(Region pointing data)
== Segment start ==

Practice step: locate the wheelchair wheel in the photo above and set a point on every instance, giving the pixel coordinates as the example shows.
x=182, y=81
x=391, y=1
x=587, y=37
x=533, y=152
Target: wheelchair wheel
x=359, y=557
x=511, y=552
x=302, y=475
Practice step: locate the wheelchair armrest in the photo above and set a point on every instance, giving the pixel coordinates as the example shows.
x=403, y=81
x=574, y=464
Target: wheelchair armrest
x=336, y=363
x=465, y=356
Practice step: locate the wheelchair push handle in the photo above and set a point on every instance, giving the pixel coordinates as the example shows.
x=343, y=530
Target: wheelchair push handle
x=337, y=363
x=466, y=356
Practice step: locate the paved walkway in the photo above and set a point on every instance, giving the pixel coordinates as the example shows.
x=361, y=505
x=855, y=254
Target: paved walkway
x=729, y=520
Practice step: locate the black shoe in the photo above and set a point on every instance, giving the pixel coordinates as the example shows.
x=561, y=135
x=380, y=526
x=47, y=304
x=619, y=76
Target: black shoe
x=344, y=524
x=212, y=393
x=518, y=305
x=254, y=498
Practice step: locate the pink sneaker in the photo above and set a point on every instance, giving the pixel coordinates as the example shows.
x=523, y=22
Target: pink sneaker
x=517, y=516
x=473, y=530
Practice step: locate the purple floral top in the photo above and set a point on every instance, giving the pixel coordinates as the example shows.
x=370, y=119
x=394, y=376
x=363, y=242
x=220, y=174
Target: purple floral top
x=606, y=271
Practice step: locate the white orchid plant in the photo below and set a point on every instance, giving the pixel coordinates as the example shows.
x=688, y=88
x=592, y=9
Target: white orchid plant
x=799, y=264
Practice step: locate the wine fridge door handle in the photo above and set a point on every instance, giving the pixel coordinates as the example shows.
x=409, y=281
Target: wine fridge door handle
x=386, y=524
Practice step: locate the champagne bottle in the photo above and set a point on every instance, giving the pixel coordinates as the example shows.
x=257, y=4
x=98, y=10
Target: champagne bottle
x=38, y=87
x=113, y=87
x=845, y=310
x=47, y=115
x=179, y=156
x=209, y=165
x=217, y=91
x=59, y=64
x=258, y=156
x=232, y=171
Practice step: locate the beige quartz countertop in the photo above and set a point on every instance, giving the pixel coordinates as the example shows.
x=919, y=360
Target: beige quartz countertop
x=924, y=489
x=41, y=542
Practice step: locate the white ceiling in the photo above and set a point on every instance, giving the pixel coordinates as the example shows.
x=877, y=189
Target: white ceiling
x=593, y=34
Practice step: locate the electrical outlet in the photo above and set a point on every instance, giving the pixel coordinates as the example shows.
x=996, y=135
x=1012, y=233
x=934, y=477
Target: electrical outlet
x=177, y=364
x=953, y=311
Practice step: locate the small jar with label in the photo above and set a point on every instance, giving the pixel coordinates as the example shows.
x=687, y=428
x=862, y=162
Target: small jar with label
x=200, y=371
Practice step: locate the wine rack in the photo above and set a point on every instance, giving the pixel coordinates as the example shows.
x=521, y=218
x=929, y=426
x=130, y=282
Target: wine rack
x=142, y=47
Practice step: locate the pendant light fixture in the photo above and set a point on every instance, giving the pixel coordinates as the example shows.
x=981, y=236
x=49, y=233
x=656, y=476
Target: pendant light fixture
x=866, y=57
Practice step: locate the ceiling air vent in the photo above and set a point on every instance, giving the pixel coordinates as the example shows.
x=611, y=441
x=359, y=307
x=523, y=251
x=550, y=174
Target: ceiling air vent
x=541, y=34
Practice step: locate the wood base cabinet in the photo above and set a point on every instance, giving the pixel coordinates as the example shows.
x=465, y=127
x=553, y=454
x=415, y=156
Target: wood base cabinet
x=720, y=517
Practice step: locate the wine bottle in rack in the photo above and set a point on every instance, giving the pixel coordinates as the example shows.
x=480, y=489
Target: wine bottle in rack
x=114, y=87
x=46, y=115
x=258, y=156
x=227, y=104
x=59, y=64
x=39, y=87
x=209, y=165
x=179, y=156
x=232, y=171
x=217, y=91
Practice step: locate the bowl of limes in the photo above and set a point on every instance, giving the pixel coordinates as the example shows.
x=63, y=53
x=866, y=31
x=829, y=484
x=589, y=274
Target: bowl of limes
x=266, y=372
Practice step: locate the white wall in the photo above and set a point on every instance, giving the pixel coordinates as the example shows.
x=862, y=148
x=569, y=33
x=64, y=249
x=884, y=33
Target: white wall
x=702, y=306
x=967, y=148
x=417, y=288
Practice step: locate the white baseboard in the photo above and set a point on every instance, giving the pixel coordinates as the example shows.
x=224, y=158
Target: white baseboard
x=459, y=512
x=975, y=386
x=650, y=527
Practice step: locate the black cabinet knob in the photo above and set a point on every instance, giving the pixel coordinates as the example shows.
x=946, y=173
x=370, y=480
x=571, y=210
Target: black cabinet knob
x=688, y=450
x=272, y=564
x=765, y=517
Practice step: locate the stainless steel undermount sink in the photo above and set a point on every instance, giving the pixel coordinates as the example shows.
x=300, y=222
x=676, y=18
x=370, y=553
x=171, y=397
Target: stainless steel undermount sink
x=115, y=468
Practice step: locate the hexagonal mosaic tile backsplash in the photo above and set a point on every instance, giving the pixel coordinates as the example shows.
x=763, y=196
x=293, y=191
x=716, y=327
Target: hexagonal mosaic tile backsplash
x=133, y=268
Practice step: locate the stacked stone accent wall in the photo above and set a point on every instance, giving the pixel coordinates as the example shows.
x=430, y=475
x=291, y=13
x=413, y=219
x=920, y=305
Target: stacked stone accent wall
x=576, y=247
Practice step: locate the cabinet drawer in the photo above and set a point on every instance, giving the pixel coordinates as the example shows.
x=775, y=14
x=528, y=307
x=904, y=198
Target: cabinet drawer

== Segment end ==

* _What is expected_: Among the lines above, return each one holding the string "drawer".

* _Solution for this problem_:
Practice step: locate the cabinet drawer in the photo above and set a point on every instance, giving the pixel coordinates as the example shows.
Target: cabinet drawer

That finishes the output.